- [THE TASK]
Check each line of the data below for the string "pointed", then state how many have it and nothing else.

──────── DATA PROVIDED ────────

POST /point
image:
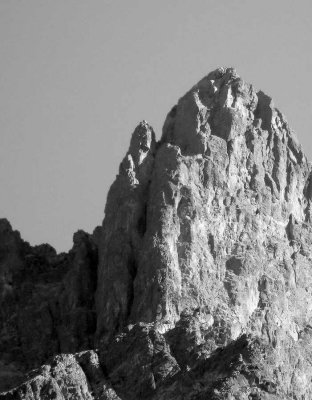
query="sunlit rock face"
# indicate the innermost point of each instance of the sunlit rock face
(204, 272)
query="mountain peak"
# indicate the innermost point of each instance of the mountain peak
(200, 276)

────────
──────── DATA PROVIDED ────────

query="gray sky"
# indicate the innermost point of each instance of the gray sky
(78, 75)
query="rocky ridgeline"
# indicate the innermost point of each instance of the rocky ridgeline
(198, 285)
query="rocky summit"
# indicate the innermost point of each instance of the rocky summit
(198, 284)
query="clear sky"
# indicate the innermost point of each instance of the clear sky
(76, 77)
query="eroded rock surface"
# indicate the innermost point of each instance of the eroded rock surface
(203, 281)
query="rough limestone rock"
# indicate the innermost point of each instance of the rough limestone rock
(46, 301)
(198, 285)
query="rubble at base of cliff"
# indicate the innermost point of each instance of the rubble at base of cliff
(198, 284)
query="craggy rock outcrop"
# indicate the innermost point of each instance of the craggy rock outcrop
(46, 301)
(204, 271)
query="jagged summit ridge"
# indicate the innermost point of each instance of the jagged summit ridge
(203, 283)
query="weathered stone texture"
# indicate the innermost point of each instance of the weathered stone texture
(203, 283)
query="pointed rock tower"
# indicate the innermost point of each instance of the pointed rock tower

────────

- [RESPONSE]
2